» Action item: Return every line of the records below verbatim, with no pictures in the copy.

» Data extracts:
-=-=-=-=-

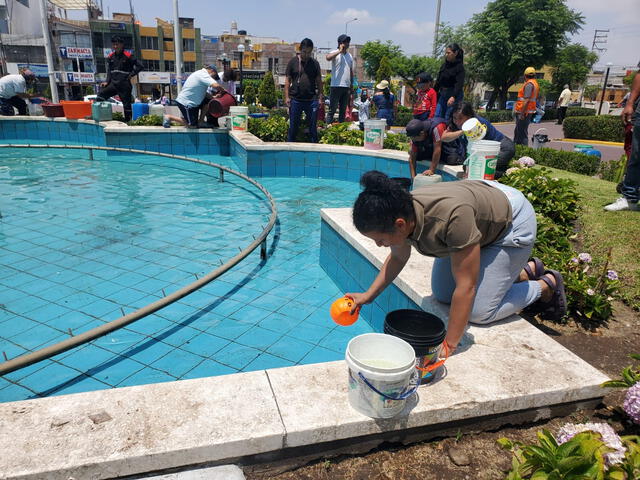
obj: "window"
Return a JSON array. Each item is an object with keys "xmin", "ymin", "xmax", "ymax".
[
  {"xmin": 182, "ymin": 38, "xmax": 195, "ymax": 51},
  {"xmin": 164, "ymin": 60, "xmax": 175, "ymax": 71},
  {"xmin": 183, "ymin": 62, "xmax": 195, "ymax": 73},
  {"xmin": 58, "ymin": 31, "xmax": 91, "ymax": 48},
  {"xmin": 142, "ymin": 59, "xmax": 160, "ymax": 71},
  {"xmin": 140, "ymin": 36, "xmax": 159, "ymax": 50}
]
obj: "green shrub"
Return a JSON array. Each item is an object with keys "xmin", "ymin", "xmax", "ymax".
[
  {"xmin": 598, "ymin": 154, "xmax": 627, "ymax": 183},
  {"xmin": 268, "ymin": 108, "xmax": 289, "ymax": 120},
  {"xmin": 112, "ymin": 111, "xmax": 125, "ymax": 122},
  {"xmin": 500, "ymin": 166, "xmax": 620, "ymax": 326},
  {"xmin": 248, "ymin": 116, "xmax": 288, "ymax": 142},
  {"xmin": 258, "ymin": 71, "xmax": 278, "ymax": 109},
  {"xmin": 567, "ymin": 107, "xmax": 597, "ymax": 117},
  {"xmin": 383, "ymin": 132, "xmax": 410, "ymax": 151},
  {"xmin": 563, "ymin": 115, "xmax": 625, "ymax": 142},
  {"xmin": 319, "ymin": 123, "xmax": 363, "ymax": 146},
  {"xmin": 393, "ymin": 108, "xmax": 413, "ymax": 127},
  {"xmin": 128, "ymin": 114, "xmax": 163, "ymax": 126},
  {"xmin": 515, "ymin": 145, "xmax": 601, "ymax": 176},
  {"xmin": 542, "ymin": 107, "xmax": 558, "ymax": 121},
  {"xmin": 483, "ymin": 110, "xmax": 514, "ymax": 123}
]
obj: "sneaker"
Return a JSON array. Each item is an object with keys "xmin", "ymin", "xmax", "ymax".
[
  {"xmin": 162, "ymin": 115, "xmax": 170, "ymax": 128},
  {"xmin": 604, "ymin": 197, "xmax": 639, "ymax": 211}
]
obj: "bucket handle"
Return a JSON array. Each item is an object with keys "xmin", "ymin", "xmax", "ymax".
[
  {"xmin": 357, "ymin": 370, "xmax": 420, "ymax": 401},
  {"xmin": 415, "ymin": 341, "xmax": 450, "ymax": 375}
]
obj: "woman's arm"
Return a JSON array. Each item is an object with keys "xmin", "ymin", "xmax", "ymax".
[
  {"xmin": 446, "ymin": 243, "xmax": 480, "ymax": 351},
  {"xmin": 347, "ymin": 242, "xmax": 412, "ymax": 310},
  {"xmin": 440, "ymin": 128, "xmax": 464, "ymax": 142}
]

-=-=-=-=-

» Solution below:
obj: "window"
Return a JSON array. Each item is an object with keys "xmin", "ymin", "xmax", "ymax".
[
  {"xmin": 182, "ymin": 38, "xmax": 195, "ymax": 51},
  {"xmin": 164, "ymin": 60, "xmax": 175, "ymax": 71},
  {"xmin": 183, "ymin": 62, "xmax": 195, "ymax": 73},
  {"xmin": 58, "ymin": 31, "xmax": 91, "ymax": 48},
  {"xmin": 142, "ymin": 59, "xmax": 160, "ymax": 71},
  {"xmin": 140, "ymin": 36, "xmax": 159, "ymax": 50}
]
obj: "green shrub"
Return a JSON array. Each item is an object with keys "xmin", "ymin", "xmax", "ymax".
[
  {"xmin": 598, "ymin": 154, "xmax": 627, "ymax": 183},
  {"xmin": 268, "ymin": 108, "xmax": 289, "ymax": 120},
  {"xmin": 112, "ymin": 111, "xmax": 125, "ymax": 122},
  {"xmin": 500, "ymin": 166, "xmax": 620, "ymax": 326},
  {"xmin": 248, "ymin": 116, "xmax": 288, "ymax": 142},
  {"xmin": 258, "ymin": 71, "xmax": 278, "ymax": 109},
  {"xmin": 567, "ymin": 107, "xmax": 597, "ymax": 117},
  {"xmin": 383, "ymin": 132, "xmax": 410, "ymax": 151},
  {"xmin": 563, "ymin": 115, "xmax": 625, "ymax": 142},
  {"xmin": 319, "ymin": 123, "xmax": 363, "ymax": 146},
  {"xmin": 393, "ymin": 108, "xmax": 413, "ymax": 127},
  {"xmin": 128, "ymin": 114, "xmax": 163, "ymax": 126},
  {"xmin": 515, "ymin": 145, "xmax": 601, "ymax": 176},
  {"xmin": 542, "ymin": 107, "xmax": 558, "ymax": 121},
  {"xmin": 483, "ymin": 110, "xmax": 514, "ymax": 123}
]
obj: "sneaker"
Return a JSON array. Each item is an object with keys "xmin", "ymin", "xmax", "ymax".
[
  {"xmin": 162, "ymin": 115, "xmax": 170, "ymax": 128},
  {"xmin": 604, "ymin": 197, "xmax": 639, "ymax": 211}
]
obj: "bucket handle"
Return a JSON array. Each item is an object with keys "xmin", "ymin", "xmax", "ymax".
[
  {"xmin": 357, "ymin": 370, "xmax": 420, "ymax": 401},
  {"xmin": 415, "ymin": 341, "xmax": 450, "ymax": 375}
]
obj: "woman's arm"
Return a JSON array. Each item is an object with keys "xmin", "ymin", "xmax", "ymax".
[
  {"xmin": 446, "ymin": 243, "xmax": 480, "ymax": 351},
  {"xmin": 347, "ymin": 242, "xmax": 412, "ymax": 310},
  {"xmin": 440, "ymin": 128, "xmax": 464, "ymax": 142}
]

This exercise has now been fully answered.